* PROBLEM 1: Give every line of the entries below as a Markdown table with the columns Row and Line, numbering the rows and leaving out any blank lines. Omit the pictures from the table.

* SOURCE TEXT:

-------------------------

Here is the homily from tonight’s Adoration and gathering of young adults.

The Appearance on the Road to Emmaus:  (Luke 24: 13 – 33)

 “They did not recognize him.”

 How many walk around in our world today, even those who believe in Jesus, and yet do not find him, do not recognize him?  My dear young friends, I want you to know and always believe, “Jesus walks with you.” (Luke 24:15)  As we begin a series of prayerful encounters with each other over this next year, it is important, even significant, that the format for our gatherings will always include Christ through the intimate sharing of Himself in the Eucharist. 

As much as I want you to know and believe that Christ always walks with you, I want also to express in these encounters my own care and love for you.  I want to know you.  I want to know your concerns.  I want to know how we can walk together in faith, in the Light of Christ and bring hope to one another and to the world around us.

Our Church is a living community of fellowship and communion.  We need each member of this Body of Christ.  We need you, my dear friends.  We need each other.  I want to invite you and encourage you to love both Christ and His Church.  Cardinal-designate Timothy Dolan, Archbishop of New York has a great line: “People today want Christ without His Church.  They want the King without His Kingdom, “  but, this can never be the case. 

Tonight I invite you to love Christ and to love His Church.  Do not be scandalized at the humanity of the Church.  Just as we must “look beyond” the small piece of unleavened bread before us tonight to “recognize” in faith the True Presence of the Risen Christ in the Eucharist, so must we look at times beyond the humanity of the Church to recognize its Divinity.  The divinity of the Church is something we are called to discover and rediscover over and over at times, because it will always be human and divine at the same time.  I invite you tonight to a strong fraternity with the family that calls itself the Roman Catholic Church.  I invite you tonight to explore the reality of relationship that is God, and in God, with and in Jesus Christ, with and in the Church.

-------------------------

* INPUT DATA:

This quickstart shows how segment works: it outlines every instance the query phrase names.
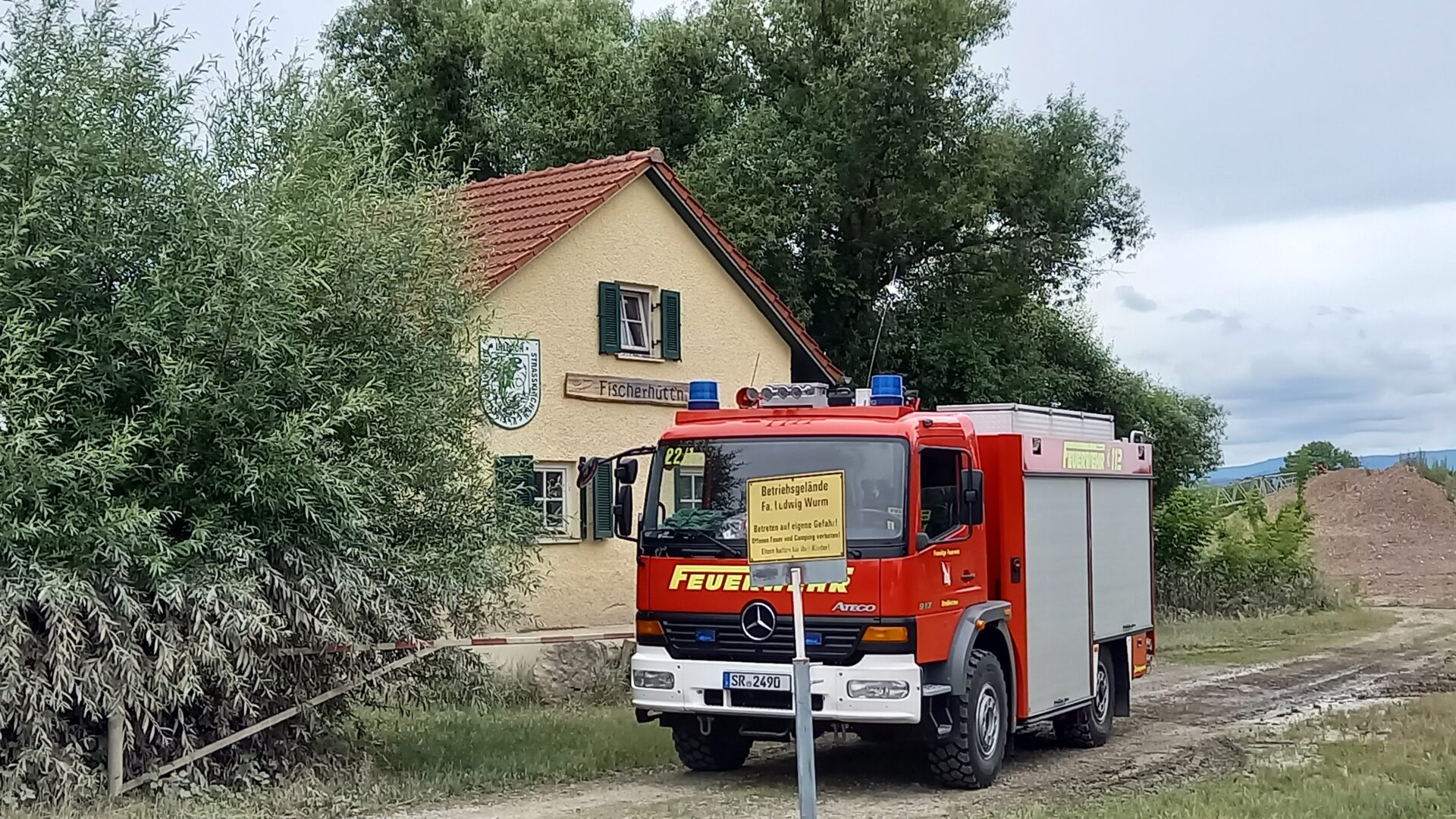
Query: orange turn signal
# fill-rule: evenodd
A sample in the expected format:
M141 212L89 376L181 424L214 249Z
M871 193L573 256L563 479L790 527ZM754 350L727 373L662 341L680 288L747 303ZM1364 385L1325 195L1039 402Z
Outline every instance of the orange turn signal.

-------------------------

* PROBLEM 2: In the homily, who is credited with the line about people wanting the King without His Kingdom?

* CORRECT RESPONSE 1:
| Row | Line |
|---|---|
| 1 | This quickstart shows how segment works: it outlines every instance the query phrase names. |
| 2 | Query: orange turn signal |
| 3 | # fill-rule: evenodd |
| 4 | A sample in the expected format: |
| 5 | M141 212L89 376L181 424L214 249Z |
| 6 | M871 193L573 256L563 479L790 527ZM754 350L727 373L662 341L680 288L747 303ZM1364 385L1325 195L1039 402Z |
| 7 | Outline every instance of the orange turn signal. |

* CORRECT RESPONSE 2: Cardinal-designate Timothy Dolan, Archbishop of New York.